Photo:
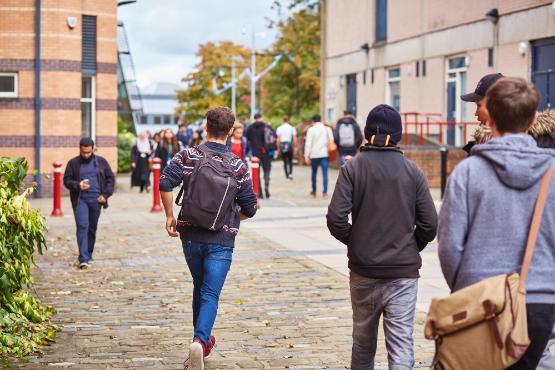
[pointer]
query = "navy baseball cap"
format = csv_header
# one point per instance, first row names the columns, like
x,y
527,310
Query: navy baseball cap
x,y
483,85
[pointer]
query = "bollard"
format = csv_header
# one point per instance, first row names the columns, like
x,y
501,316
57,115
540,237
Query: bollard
x,y
255,169
156,186
443,152
57,209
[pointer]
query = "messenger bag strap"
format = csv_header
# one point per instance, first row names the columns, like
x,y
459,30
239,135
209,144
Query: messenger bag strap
x,y
534,228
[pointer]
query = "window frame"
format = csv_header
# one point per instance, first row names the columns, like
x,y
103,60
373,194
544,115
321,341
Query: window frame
x,y
388,81
92,101
15,92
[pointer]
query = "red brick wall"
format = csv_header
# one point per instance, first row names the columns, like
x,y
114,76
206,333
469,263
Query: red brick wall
x,y
429,161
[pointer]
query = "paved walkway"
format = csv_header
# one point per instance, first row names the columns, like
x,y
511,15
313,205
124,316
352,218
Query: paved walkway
x,y
282,307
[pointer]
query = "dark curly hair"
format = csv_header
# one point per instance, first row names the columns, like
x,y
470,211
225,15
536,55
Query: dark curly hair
x,y
219,121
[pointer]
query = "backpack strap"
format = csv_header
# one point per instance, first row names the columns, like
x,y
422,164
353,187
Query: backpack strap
x,y
535,227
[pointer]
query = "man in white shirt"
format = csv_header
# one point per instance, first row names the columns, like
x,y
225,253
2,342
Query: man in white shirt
x,y
318,138
286,143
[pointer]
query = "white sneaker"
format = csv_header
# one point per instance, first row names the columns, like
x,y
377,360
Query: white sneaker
x,y
196,356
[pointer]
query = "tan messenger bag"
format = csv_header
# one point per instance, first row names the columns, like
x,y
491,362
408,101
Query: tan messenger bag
x,y
484,326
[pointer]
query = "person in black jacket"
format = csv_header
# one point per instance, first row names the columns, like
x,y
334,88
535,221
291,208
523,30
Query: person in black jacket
x,y
90,181
347,136
393,219
257,143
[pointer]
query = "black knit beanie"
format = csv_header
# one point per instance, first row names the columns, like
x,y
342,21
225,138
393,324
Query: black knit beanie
x,y
383,119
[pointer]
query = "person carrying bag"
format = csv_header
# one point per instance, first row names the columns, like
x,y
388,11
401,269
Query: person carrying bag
x,y
484,326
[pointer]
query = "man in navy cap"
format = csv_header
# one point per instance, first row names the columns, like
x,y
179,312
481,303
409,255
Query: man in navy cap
x,y
393,219
481,113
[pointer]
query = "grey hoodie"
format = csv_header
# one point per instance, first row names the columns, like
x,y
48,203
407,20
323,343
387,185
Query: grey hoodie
x,y
486,216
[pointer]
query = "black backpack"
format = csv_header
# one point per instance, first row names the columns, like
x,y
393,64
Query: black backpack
x,y
211,191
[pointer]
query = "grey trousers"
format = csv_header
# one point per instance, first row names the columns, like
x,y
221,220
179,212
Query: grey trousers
x,y
396,300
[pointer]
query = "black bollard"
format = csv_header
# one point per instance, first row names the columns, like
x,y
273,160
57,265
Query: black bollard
x,y
443,152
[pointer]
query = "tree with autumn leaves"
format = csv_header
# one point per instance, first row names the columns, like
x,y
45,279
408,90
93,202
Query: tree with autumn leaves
x,y
291,87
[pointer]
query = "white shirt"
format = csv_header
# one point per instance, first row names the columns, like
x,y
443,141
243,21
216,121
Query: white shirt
x,y
317,139
285,132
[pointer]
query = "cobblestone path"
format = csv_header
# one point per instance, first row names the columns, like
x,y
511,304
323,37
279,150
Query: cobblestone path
x,y
278,309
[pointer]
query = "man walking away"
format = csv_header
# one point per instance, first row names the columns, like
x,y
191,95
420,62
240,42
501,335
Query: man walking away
x,y
347,136
494,192
317,140
217,195
483,132
286,143
393,219
90,181
256,134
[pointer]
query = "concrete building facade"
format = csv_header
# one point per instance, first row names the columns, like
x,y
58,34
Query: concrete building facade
x,y
58,61
421,55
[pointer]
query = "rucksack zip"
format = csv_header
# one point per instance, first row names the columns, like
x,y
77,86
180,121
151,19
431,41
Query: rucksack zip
x,y
221,204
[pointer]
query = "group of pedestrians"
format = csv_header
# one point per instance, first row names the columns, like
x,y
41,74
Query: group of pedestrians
x,y
488,195
381,209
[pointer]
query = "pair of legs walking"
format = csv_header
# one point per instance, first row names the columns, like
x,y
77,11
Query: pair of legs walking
x,y
86,215
314,164
266,167
288,163
395,299
208,264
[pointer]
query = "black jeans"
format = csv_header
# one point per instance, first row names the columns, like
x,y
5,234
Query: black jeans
x,y
540,324
287,163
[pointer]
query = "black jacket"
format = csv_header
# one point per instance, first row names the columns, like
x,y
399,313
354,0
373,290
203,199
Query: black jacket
x,y
72,178
393,214
255,136
350,150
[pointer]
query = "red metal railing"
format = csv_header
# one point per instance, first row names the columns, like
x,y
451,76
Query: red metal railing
x,y
431,126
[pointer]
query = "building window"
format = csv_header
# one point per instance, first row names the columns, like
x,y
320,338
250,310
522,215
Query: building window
x,y
87,107
393,88
381,20
88,45
8,85
490,57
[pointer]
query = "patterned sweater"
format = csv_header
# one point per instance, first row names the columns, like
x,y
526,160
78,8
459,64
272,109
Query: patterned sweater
x,y
179,171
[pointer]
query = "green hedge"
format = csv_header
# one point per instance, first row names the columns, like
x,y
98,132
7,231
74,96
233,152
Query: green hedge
x,y
24,323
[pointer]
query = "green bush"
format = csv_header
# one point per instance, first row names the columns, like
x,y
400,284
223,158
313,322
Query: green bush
x,y
23,320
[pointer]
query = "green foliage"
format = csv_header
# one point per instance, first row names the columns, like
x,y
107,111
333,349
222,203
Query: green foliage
x,y
214,64
23,320
126,140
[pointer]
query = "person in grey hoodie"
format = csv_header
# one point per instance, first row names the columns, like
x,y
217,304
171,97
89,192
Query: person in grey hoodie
x,y
488,206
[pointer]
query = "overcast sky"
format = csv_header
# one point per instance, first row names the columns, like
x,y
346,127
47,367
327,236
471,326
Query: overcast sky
x,y
164,34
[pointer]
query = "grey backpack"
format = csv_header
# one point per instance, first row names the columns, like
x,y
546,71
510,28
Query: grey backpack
x,y
211,191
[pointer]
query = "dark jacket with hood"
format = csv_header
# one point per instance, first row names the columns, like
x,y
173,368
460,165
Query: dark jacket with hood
x,y
349,121
72,178
255,136
393,214
486,215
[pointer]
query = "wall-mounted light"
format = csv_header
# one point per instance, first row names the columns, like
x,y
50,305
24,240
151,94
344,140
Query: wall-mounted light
x,y
522,47
492,15
71,22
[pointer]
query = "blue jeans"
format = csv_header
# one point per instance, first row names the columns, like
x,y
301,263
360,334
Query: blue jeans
x,y
395,299
86,215
209,264
315,163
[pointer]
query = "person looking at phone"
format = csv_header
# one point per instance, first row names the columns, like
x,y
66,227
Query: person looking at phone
x,y
90,181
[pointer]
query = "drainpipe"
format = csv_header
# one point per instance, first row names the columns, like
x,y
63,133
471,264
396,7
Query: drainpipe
x,y
37,100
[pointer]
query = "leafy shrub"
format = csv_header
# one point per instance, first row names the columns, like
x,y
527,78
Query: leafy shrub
x,y
23,320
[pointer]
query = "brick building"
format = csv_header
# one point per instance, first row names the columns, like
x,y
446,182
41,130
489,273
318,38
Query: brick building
x,y
421,55
47,106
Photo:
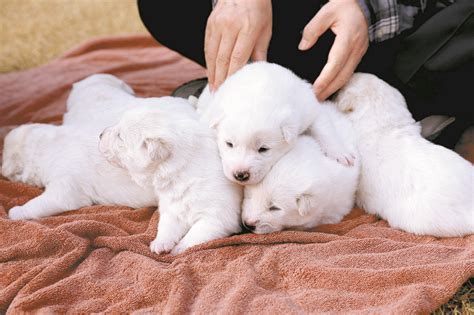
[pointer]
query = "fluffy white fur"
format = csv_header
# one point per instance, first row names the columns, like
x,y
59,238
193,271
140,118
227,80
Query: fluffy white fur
x,y
167,148
415,185
98,101
304,188
258,113
68,163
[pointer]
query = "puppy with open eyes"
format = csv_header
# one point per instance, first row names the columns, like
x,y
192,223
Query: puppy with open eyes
x,y
304,188
166,147
67,162
258,114
415,185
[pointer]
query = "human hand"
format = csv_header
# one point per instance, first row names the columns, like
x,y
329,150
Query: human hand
x,y
346,20
236,31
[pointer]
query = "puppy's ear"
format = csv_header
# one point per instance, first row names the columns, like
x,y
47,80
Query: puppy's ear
x,y
157,149
304,204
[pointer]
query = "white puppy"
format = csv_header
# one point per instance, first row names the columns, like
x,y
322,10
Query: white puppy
x,y
68,163
258,113
167,148
98,101
304,188
415,185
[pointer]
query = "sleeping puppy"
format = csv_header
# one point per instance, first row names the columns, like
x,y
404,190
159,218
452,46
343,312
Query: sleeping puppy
x,y
304,188
98,101
258,114
415,185
67,162
167,148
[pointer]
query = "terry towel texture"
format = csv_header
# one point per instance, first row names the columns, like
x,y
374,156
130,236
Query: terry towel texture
x,y
97,259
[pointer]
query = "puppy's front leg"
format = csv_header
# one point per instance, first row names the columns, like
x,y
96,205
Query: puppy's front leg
x,y
57,198
329,138
170,231
202,231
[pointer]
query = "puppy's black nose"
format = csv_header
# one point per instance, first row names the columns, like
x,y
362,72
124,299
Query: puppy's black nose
x,y
250,228
242,176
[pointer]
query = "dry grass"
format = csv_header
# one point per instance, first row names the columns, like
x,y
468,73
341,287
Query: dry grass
x,y
33,32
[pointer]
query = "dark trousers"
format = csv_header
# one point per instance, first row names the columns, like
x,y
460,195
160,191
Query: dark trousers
x,y
180,26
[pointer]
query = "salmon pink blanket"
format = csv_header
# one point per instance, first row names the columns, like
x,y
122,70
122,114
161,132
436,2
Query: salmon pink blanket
x,y
96,259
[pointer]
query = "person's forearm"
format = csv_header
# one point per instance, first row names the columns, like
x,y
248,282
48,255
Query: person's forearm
x,y
387,18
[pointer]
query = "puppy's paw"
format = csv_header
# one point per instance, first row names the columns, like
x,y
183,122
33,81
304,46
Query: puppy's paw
x,y
160,245
20,213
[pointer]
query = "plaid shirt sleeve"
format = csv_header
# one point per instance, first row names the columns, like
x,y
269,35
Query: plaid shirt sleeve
x,y
387,18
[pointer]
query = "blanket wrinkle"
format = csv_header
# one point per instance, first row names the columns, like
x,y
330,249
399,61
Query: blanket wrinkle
x,y
97,259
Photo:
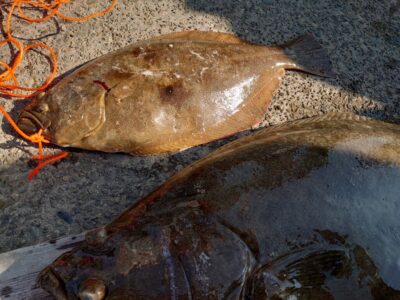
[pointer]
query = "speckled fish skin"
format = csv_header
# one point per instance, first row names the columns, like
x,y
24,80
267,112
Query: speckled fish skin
x,y
307,210
169,93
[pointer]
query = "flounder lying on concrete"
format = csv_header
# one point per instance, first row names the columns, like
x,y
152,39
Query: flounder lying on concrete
x,y
169,93
309,210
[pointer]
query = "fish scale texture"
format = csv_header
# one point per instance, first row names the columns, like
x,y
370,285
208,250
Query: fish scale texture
x,y
90,189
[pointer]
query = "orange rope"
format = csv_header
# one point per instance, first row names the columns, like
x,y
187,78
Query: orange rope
x,y
51,9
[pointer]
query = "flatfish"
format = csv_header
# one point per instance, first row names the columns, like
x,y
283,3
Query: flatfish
x,y
169,93
308,210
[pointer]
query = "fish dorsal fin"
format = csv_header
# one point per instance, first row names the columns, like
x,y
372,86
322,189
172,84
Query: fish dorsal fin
x,y
196,35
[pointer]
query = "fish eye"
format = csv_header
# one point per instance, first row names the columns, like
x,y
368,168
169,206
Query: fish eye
x,y
42,108
92,289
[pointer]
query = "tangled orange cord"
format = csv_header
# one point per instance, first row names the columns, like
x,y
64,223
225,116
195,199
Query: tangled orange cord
x,y
8,80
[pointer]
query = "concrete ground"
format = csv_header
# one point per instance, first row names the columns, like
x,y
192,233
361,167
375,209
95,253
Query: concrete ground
x,y
90,189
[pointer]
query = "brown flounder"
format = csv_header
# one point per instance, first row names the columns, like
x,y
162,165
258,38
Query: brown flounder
x,y
308,210
169,93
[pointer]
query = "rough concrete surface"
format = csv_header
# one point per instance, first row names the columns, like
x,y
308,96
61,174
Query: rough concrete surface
x,y
90,189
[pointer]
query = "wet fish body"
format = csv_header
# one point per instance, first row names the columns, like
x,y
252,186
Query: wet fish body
x,y
307,210
169,93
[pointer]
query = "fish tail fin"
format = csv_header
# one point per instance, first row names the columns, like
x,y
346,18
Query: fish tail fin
x,y
307,55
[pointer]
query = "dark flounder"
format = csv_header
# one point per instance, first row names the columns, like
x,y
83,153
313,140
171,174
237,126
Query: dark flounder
x,y
169,93
309,210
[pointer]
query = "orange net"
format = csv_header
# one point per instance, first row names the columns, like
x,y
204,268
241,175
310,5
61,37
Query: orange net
x,y
9,85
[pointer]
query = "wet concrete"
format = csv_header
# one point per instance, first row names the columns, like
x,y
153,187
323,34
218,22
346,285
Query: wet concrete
x,y
90,189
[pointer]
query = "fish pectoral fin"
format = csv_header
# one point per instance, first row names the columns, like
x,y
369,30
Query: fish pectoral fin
x,y
202,36
302,273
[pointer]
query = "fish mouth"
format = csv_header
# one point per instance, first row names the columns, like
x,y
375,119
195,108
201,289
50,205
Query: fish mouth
x,y
50,281
31,122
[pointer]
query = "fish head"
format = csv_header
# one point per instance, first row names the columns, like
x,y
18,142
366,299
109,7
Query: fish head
x,y
66,113
120,266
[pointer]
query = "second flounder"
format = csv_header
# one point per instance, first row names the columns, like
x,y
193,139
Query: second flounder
x,y
169,93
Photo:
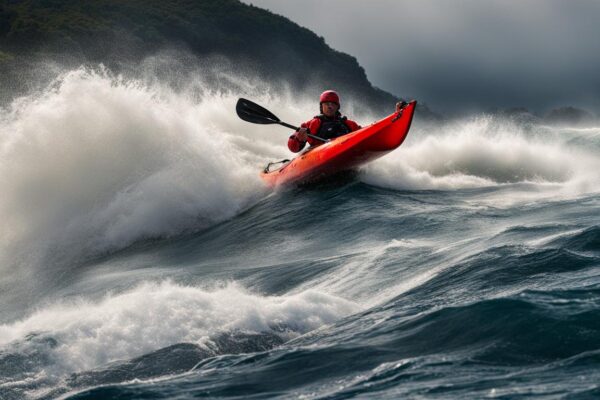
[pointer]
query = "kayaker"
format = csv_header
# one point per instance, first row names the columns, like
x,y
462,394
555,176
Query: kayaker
x,y
327,125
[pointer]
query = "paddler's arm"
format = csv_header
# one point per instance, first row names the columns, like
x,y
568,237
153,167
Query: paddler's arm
x,y
297,141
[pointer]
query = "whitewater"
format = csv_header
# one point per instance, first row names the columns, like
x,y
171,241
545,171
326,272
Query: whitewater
x,y
141,256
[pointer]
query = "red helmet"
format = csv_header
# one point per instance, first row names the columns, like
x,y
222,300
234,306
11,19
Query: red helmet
x,y
329,95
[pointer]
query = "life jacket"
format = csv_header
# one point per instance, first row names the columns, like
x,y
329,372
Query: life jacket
x,y
330,128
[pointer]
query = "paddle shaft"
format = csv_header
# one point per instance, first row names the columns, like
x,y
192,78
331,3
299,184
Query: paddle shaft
x,y
251,112
308,134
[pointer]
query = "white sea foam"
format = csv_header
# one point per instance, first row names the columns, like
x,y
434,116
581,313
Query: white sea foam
x,y
485,151
97,162
155,315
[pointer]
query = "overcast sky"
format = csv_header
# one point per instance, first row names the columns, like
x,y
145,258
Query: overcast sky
x,y
468,54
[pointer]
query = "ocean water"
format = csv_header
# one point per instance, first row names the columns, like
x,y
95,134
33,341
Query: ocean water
x,y
141,256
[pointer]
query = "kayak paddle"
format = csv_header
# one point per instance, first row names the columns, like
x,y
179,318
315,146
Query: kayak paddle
x,y
252,112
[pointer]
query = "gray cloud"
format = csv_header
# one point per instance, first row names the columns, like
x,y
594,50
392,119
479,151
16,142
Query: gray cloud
x,y
466,54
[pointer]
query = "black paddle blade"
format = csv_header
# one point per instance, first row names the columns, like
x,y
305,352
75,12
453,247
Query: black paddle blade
x,y
252,112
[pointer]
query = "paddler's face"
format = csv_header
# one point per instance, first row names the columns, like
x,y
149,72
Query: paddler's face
x,y
329,108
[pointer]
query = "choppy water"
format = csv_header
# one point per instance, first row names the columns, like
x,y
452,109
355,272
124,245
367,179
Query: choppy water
x,y
141,257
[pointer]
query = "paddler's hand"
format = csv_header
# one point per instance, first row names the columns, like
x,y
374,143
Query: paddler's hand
x,y
302,134
400,105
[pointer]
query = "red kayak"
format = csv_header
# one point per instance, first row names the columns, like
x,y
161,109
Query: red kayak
x,y
345,152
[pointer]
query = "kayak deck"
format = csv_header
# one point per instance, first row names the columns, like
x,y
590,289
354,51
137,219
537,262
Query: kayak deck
x,y
345,152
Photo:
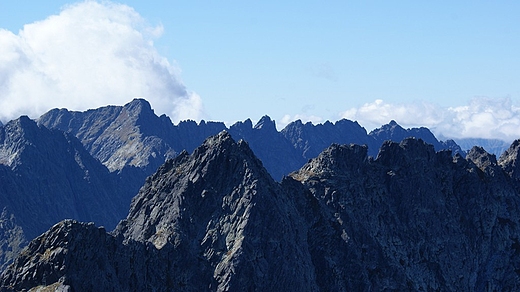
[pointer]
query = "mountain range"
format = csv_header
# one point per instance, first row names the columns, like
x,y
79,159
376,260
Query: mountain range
x,y
325,207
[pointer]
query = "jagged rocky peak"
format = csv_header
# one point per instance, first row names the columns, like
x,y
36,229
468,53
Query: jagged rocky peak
x,y
265,123
220,205
509,160
335,160
16,136
61,256
213,170
481,158
407,152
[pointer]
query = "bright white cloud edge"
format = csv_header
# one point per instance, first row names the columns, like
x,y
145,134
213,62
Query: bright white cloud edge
x,y
91,54
489,118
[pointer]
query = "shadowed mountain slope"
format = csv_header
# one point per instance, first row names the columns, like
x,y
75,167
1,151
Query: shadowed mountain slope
x,y
410,219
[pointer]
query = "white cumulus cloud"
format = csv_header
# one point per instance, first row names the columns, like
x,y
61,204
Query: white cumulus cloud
x,y
492,118
91,54
286,119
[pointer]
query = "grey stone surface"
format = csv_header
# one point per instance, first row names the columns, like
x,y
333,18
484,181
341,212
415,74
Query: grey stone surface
x,y
410,219
45,177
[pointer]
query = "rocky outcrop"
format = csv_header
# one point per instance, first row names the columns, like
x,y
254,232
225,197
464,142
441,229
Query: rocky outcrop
x,y
132,141
394,132
410,219
47,176
416,220
214,220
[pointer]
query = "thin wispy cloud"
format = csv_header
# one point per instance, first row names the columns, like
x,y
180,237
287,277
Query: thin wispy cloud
x,y
492,118
91,54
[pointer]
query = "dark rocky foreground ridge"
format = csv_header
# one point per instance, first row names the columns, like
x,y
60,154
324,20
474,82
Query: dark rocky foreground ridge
x,y
47,176
133,141
88,165
410,219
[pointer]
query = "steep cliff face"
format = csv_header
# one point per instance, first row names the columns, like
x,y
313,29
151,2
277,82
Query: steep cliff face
x,y
231,222
411,219
415,219
47,176
269,145
214,220
132,141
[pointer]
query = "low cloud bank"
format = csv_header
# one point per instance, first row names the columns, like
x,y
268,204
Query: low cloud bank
x,y
89,55
490,118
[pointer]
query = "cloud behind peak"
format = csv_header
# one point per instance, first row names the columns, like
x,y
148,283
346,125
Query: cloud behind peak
x,y
91,54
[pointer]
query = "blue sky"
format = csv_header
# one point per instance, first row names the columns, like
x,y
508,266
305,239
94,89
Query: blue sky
x,y
453,67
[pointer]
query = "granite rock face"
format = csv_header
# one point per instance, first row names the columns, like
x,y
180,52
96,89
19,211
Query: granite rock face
==============================
#### [ACTIVITY]
Every line above that carries the string "granite" should be copied.

#### [ANSWER TO THIS TASK]
query = "granite rock face"
Query: granite rock face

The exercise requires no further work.